Synopses of Oral Traditions (2)

Oral Tradition Volume 18, Number 2

October 2003

About the Authors

Samuel G. Armistead

Samuel G. Armistead is Professor of Spanish in the Department of Spanish and Classics at the University of California at Davis. He has published widely (some twenty-five book-length publications, together with several hundred articles) on medieval Spanish literature, modern Hispanic oral literature, and comparative literature.

Marcia Farr

Marcia Farr is Professor of Education and English at Ohio State University. Her recent work includes explorations of oral language and literacy within Mexican families in Chicago and Mexico, and an edited book, Ethnolinguistic Chicago: Language and Literacy in the City’s Neighborhoods (2003).

Isabel Cardigos

Isabel Cardigos is founder and director of a center for oral literature (Centro de Estudos Ataide Oliveira) at the University of Algarve. She is the co-director of its yearly journal, Estudos de Literatura Oral (Studies in Oral Literature). She has recently written the entries on “Portugal” and “Shoes” for the Enzyklopädie des Märchens.

Given instruction 1: Quote the Oral Tradition author notes word for word, everything from "October 2003" down to "and comparative literature.".
Given instruction 2: Write what comes next in the Oral Tradition author notes, picking up right after the last sentence shown.
The data below has no connection to the author notes from Oral Tradition.

Information supplied:
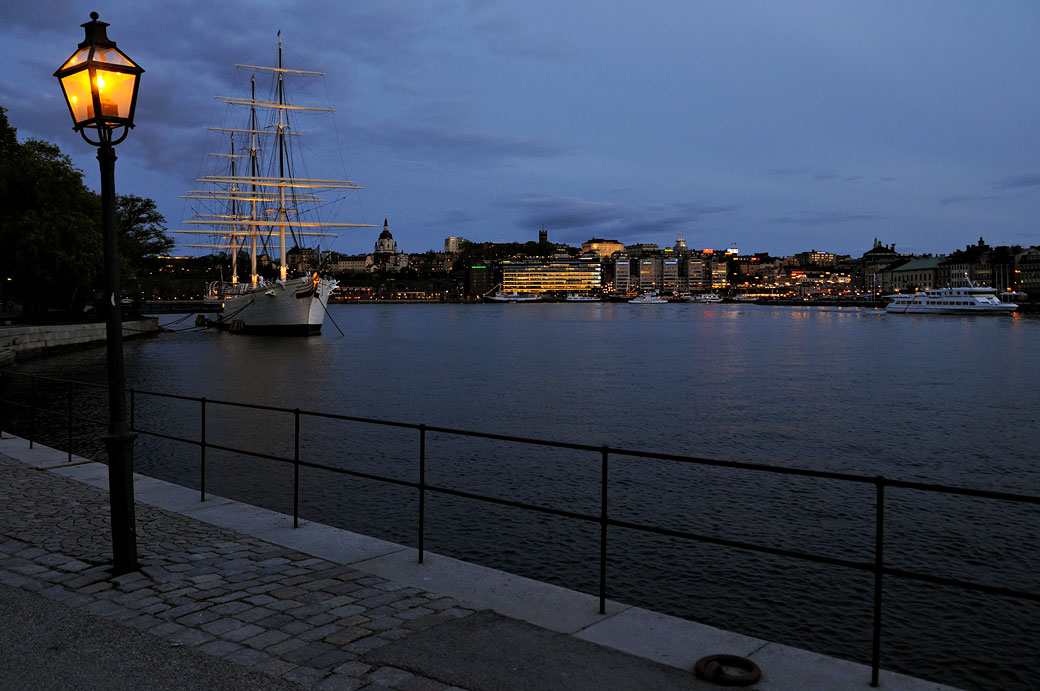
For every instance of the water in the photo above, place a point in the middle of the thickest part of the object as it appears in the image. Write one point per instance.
(945, 400)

Response 1:
October 2003

About the Authors

Samuel G. Armistead

Samuel G. Armistead is Professor of Spanish in the Department of Spanish and Classics at the University of California at Davis. He has published widely (some twenty-five book-length publications, together with several hundred articles) on medieval Spanish literature, modern Hispanic oral literature, and comparative literature.

Response 2:
J. J. Dias Marques

J. J. Dias Marques has been studying Portuguese oral tradition for over twenty years, concentrating on the ballad. He teaches oral literature at the University of Algarve and is assistant editor of the journal Estudos de Literatura Oral.

Carlos Nogueira

Carlos Nogueira holds an M.A. in Portuguese and Brazilian Studies from the University of Porto, where he is currently working on his Ph.D. in Portuguese literature and studying satire in Portuguese poetry. His publications include the Popular Song-Book of Baião (2 vols., 1996, 2002) and the Narrative Song-Book of Baião (2003).

J. M. Pedrosa

J. M. Pedrosa is Professor of the Theory of Literature and Comparative Literature at the University of Alcalá, Madrid. He has authored more than 20 books (including his latest, Bestiario: Antropología y simbolismo animal [2002]) and some 200 articles; he carries on research in Spain, Latin America, and Central Africa.

Suzanne H. Petersen

Suzanne H. Petersen, Associate Professor of Spanish, University of Washington, works on the pan-Hispanic traditional ballad and the poetics of orally transmitted poetry. Her interactive bibliographical and textual databases and music archives are updated monthly and published online at depts.washington.edu/hisprom/.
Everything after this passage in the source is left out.